◆ Items from a dataset
◆ ◆ ◆ ◆ ◆
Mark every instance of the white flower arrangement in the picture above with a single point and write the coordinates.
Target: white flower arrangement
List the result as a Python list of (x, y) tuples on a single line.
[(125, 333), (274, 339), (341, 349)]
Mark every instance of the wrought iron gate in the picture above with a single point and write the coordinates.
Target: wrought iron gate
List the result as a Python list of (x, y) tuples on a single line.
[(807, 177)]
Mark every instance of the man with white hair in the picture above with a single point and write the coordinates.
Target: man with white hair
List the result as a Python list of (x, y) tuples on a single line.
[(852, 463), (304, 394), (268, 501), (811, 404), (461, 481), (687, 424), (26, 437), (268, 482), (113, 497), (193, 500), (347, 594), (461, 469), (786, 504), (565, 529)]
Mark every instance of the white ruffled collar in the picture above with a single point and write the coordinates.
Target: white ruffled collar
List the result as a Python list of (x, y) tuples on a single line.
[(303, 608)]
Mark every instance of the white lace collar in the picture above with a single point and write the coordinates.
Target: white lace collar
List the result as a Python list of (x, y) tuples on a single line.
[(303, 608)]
◆ ◆ ◆ ◆ ◆
◆ Work task
The lines above, from the first through the one containing "Target: wrought iron gate", must be restated word for word, with nothing added.

◆ Result of the exercise
Mark every instance of the white flower arrangement in the picture above with a single point and write the coordinates.
Target: white flower arrangement
List the result as a Python list of (x, y) tuples on a single line.
[(125, 333), (274, 339), (341, 349)]
Mark every instance of the wrought iron gate in the picture above with a single point and write the coordinates.
Target: wrought iron gate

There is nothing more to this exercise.